In turn, this helps them to provide investors with decision-useful environmental information via the mainstream corporate report, enhancing the efficient allocation of capital. Regulators also benefit from compliance-ready materials. CDP (formerly the Carbon Disclosure Project) provides the Secretariat for CDSB. This is just to emphasize once again how interconnected it all is in the sphere of climate reporting (and not only).

#4 Global Covenant of Mayors for Climate and Energy

Not just companies report on their climate achievements. Cities and local governments are not lagging behind.

The Global Covenant of Mayors for Climate & Energy (GCoM) is the world’s largest alliance of cities and local governments with a shared long-term vision of promoting and supporting voluntary action to combat climate change and move to a low emission, climate-resilient future.

Image source: www.globalcovenantofmayors.org

This coalition gathers almost 10 thousand (9664 as of the date of publishing of this article, to be precise) cities of all sizes across 6 continents and more than 120 countries, representing almost 10% of the world’s population (that is 326 671 680 inhabitants).

Through the GCoM, cities and local governments are voluntarily committing to fight climate change, mirroring the commitments their national governments have set to ensure the goals of the Paris Agreement are met. It is a commitment to not only take bold local action but to also work side-by-side with peers around the world to share innovative solutions that enable mayors to do more, faster.

It has its own Framework for Climate Reporting, that is expected to help create more consistent and cross-comparable data, focuses on the following topics:

  • Greenhouse gas emissions inventory;
  • Target setting;
  • Risk and vulnerability assessment;
  • Climate action and energy access planning.

The Covenant’s framework is meant to make it easier to finance city-level climate projects, which sometimes can be snared in national approval processes or derailed by unfavorable risk assessments when there is little data available on comparable efforts.

**Exercise set**:
A) Reproduce the portion of the climate reporting excerpt between "In turn, this" and "emission, climate-resilient future.", inclusive.
B) Rescale the entries below from their first line through the line containing "107;173;206;185", inclusive. Rewrite those lines, requests included, with every bounding-box coordinate in the answers multiplied by 1.3 and rounded to a whole number, with halves rounded up.

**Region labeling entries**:
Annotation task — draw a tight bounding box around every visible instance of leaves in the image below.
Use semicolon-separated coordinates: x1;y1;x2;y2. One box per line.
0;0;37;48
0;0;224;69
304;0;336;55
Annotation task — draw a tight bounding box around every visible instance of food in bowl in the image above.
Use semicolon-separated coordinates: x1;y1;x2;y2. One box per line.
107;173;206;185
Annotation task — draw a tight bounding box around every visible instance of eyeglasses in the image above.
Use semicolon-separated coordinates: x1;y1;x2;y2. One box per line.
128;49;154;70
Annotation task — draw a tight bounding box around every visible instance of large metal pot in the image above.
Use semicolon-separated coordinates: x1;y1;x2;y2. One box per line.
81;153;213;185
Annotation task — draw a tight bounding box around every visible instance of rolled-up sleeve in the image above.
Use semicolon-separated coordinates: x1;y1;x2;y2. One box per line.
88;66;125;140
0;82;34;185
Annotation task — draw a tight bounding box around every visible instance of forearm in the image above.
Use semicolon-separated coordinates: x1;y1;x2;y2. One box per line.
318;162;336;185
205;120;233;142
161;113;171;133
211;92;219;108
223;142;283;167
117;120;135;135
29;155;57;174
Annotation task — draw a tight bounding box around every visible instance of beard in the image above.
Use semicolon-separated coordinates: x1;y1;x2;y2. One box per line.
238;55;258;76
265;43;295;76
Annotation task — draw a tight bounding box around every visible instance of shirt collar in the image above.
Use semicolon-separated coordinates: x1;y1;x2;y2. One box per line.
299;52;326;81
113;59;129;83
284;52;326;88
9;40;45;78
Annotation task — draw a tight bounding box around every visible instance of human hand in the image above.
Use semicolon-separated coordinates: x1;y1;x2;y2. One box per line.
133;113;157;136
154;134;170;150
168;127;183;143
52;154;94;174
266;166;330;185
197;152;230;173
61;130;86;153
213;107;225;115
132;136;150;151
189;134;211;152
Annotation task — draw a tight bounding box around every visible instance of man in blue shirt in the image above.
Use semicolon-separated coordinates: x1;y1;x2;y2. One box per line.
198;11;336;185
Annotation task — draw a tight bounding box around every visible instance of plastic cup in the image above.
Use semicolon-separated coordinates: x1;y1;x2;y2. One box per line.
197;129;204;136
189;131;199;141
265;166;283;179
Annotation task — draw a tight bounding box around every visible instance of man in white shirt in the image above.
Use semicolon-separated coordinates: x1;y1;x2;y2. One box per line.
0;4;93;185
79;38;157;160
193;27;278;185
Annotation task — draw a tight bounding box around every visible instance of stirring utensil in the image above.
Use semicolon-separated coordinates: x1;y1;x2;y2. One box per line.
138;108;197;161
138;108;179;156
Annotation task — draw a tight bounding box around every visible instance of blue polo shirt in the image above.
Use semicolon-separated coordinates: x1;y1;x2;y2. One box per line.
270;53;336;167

**Results of the exercise**:
A)
In turn, this helps them to provide investors with decision-useful environmental information via the mainstream corporate report, enhancing the efficient allocation of capital. Regulators also benefit from compliance-ready materials. CDP (formerly the Carbon Disclosure Project) provides the Secretariat for CDSB. This is just to emphasize once again how interconnected it all is in the sphere of climate reporting (and not only).

#4 Global Covenant of Mayors for Climate and Energy

Not just companies report on their climate achievements. Cities and local governments are not lagging behind.

The Global Covenant of Mayors for Climate & Energy (GCoM) is the world’s largest alliance of cities and local governments with a shared long-term vision of promoting and supporting voluntary action to combat climate change and move to a low emission, climate-resilient future.

B)
Annotation task — draw a tight bounding box around every visible instance of leaves in the image below.
Use semicolon-separated coordinates: x1;y1;x2;y2. One box per line.
0;0;48;62
0;0;291;90
395;0;437;72
Annotation task — draw a tight bounding box around every visible instance of food in bowl in the image above.
Use semicolon-separated coordinates: x1;y1;x2;y2. One box per line.
139;225;268;241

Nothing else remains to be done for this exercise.